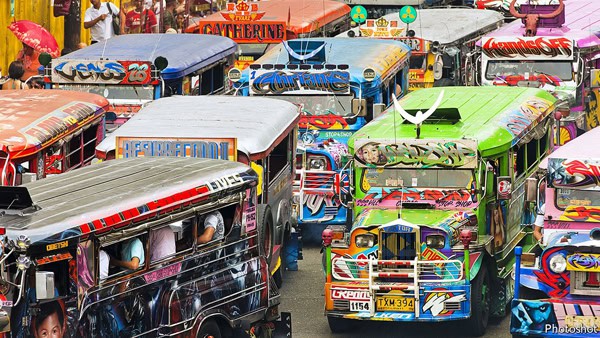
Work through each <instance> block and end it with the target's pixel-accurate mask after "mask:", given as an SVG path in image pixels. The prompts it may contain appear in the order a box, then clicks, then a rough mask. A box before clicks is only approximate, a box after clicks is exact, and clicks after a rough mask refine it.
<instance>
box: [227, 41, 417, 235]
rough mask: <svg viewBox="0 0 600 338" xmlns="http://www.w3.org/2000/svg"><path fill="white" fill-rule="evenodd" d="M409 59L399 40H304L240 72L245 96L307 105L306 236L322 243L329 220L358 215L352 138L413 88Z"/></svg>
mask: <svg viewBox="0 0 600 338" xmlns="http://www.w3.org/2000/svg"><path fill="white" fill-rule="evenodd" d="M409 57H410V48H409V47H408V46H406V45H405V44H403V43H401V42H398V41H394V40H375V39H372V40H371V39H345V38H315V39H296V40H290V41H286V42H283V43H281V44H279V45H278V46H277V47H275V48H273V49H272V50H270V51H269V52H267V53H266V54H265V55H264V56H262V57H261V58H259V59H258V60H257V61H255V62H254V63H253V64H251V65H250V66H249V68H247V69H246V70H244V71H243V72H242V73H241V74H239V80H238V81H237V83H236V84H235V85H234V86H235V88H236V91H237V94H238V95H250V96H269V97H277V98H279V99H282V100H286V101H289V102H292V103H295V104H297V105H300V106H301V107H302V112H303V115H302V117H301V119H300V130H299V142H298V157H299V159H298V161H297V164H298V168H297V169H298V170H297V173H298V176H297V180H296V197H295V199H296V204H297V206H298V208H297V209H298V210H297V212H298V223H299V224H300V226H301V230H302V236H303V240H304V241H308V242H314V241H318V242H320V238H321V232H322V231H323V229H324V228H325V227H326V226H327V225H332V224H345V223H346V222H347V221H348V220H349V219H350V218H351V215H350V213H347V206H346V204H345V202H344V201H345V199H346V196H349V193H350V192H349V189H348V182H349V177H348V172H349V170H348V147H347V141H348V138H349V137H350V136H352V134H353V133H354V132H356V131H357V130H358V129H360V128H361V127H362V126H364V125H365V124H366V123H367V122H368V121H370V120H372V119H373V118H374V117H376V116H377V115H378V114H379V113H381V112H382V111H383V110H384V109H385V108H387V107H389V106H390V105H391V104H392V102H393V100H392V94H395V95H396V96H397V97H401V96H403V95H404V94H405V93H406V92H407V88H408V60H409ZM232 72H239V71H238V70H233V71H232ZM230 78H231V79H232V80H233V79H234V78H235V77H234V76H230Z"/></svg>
──────────
▶ _Activity_:
Copy the entries above word for word, omitting the pictures.

▶ _Result of this task_:
Work through each <instance> block and end it with the target's pixel-accurate mask after "mask:", given as an SVG path in image pixels. The prompts it may contain appear in the order a box, then clicks, then a rough mask. A box before clicks is only approximate, a box after clicks is exact, and clicks after a rough mask refine it.
<instance>
box: [227, 41, 417, 235]
rough mask: <svg viewBox="0 0 600 338" xmlns="http://www.w3.org/2000/svg"><path fill="white" fill-rule="evenodd" d="M409 59L399 40H304L240 72L245 96L307 105L306 236L322 243L329 220L358 215L352 138L413 88Z"/></svg>
mask: <svg viewBox="0 0 600 338" xmlns="http://www.w3.org/2000/svg"><path fill="white" fill-rule="evenodd" d="M409 57H410V48H409V47H408V46H406V45H405V44H403V43H401V42H398V41H394V40H375V39H372V40H371V39H345V38H315V39H296V40H290V41H286V42H283V43H281V44H279V45H278V46H277V47H275V48H273V49H272V50H270V51H269V52H267V53H266V54H265V55H264V56H262V57H261V58H259V59H258V60H257V61H255V62H254V63H253V64H251V65H250V66H249V68H247V69H246V70H244V71H243V72H242V73H241V74H239V80H238V81H237V83H236V84H235V85H234V86H235V88H236V91H237V94H238V95H250V96H269V97H277V98H279V99H282V100H286V101H289V102H292V103H295V104H297V105H300V106H301V107H302V112H303V115H302V117H301V119H300V130H299V142H298V157H299V159H298V161H297V164H298V168H297V169H298V170H297V173H298V176H297V180H296V197H295V199H296V204H297V206H298V208H297V209H298V210H297V212H298V223H299V224H300V226H301V230H302V236H303V240H304V241H308V242H314V241H318V242H320V238H321V232H322V231H323V229H324V228H325V227H326V226H327V225H332V224H345V223H346V222H347V221H348V220H349V219H350V218H351V215H350V213H347V206H346V204H345V202H344V201H345V199H346V196H349V193H350V192H349V189H348V182H349V177H348V172H349V170H348V147H347V141H348V138H349V137H350V136H352V134H353V133H354V132H356V131H357V130H358V129H360V128H361V127H362V126H364V125H365V124H366V123H367V122H368V121H370V120H372V119H373V118H374V117H376V116H377V115H378V114H379V113H381V112H382V111H383V110H384V109H385V108H387V107H389V106H390V105H391V104H392V102H393V100H392V94H395V95H396V96H397V97H401V96H403V95H404V94H405V93H406V92H407V88H408V60H409ZM232 72H239V71H238V70H233V71H232ZM230 78H231V79H232V80H233V79H234V78H235V77H234V76H230Z"/></svg>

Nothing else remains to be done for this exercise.